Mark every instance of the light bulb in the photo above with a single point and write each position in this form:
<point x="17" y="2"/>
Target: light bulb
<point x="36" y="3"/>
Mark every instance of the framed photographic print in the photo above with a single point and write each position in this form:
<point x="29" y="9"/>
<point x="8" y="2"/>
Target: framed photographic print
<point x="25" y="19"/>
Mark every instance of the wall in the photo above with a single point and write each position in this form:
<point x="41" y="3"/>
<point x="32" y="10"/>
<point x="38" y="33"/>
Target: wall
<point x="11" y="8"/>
--
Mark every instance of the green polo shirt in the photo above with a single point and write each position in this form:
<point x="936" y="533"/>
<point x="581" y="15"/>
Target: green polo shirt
--
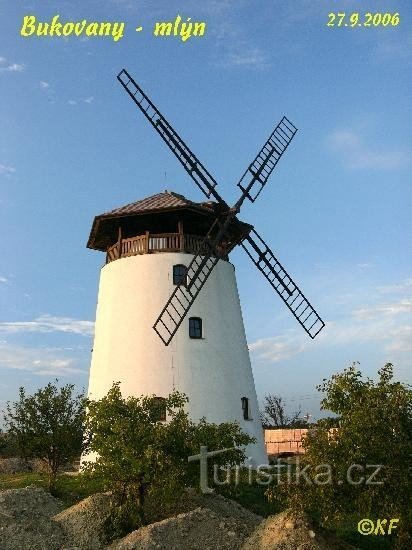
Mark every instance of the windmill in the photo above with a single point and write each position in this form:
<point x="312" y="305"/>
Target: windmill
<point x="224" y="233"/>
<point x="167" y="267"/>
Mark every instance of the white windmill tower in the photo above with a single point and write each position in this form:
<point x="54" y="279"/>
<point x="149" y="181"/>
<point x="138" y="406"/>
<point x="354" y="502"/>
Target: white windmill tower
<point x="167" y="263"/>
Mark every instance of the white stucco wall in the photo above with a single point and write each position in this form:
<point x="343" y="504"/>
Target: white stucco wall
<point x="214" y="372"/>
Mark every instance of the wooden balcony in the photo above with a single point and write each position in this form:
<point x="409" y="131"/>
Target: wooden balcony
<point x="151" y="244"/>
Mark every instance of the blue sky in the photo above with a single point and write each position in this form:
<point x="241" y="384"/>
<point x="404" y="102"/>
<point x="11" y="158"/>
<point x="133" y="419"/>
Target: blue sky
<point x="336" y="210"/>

WHAT IS REQUIRED>
Count the lines in the records above that contain the string "print", and reply with the number alone.

THE SOLUTION>
2